→ **Quelldokument**:
+ + + + +

Chris Rea
„Road to Hell – Part II” (1999)
1989 räumte Chris Rea mit „Road to Hell“ mächtig ab. „Part II“ ist nicht nur thematisch (es geht wieder um Autos und ihre Bedeutung) ähnlich; Rea möchte natürlich den Erfolg wiederholen, auf zeitgemäße Weise. Also wird der Sound generalüberholt: Seiner Raspelstimme und unverkennbaren Slide gesellen sich Raps, Samples und pumpende Beatloops zur Seite. Doch meint man dem britischen Kuschelbären anzumerken, dass es Umgebungen gibt, in den er sich wohler fühlt. Nachdem er schon sein 98er-Album „The Blue Café“ mit Blick auf den Musikgeschmack seiner Töchter eingespielt hatte, dürfte die Mrs.-Rea-Riege diesmal sehr zufrieden sein. Nur die 40-Jährige Oberstudienrätin, die einst lächelnd in den „Shamrock Diaries“ blätterte, wird vielleicht doch lieber die neue Clapton kaufen.
Chris Zippel
„Genuine – Nu Ambient Grooves 2” (1999)

+ + + + +

→ **Quellenauszug**:
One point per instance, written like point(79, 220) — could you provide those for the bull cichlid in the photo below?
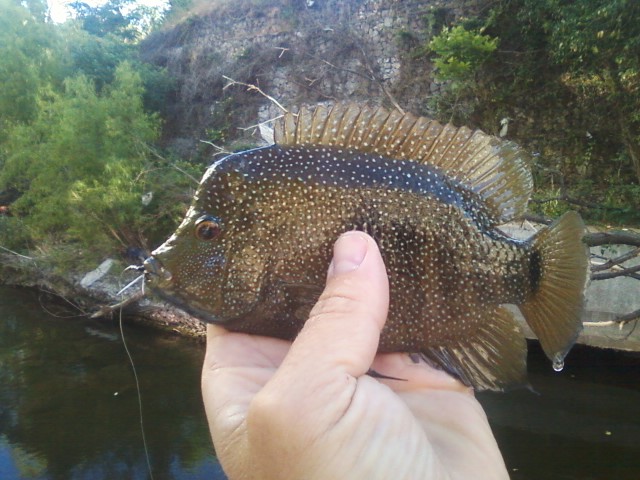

+ + + + +

→ **Schriftliche Aufgabe**: Um welches Thema geht es laut dem Quelldokument auf „Road to Hell – Part II“ wieder?

→ **Schriftliche Lösung**: Es geht wieder um Autos und ihre Bedeutung.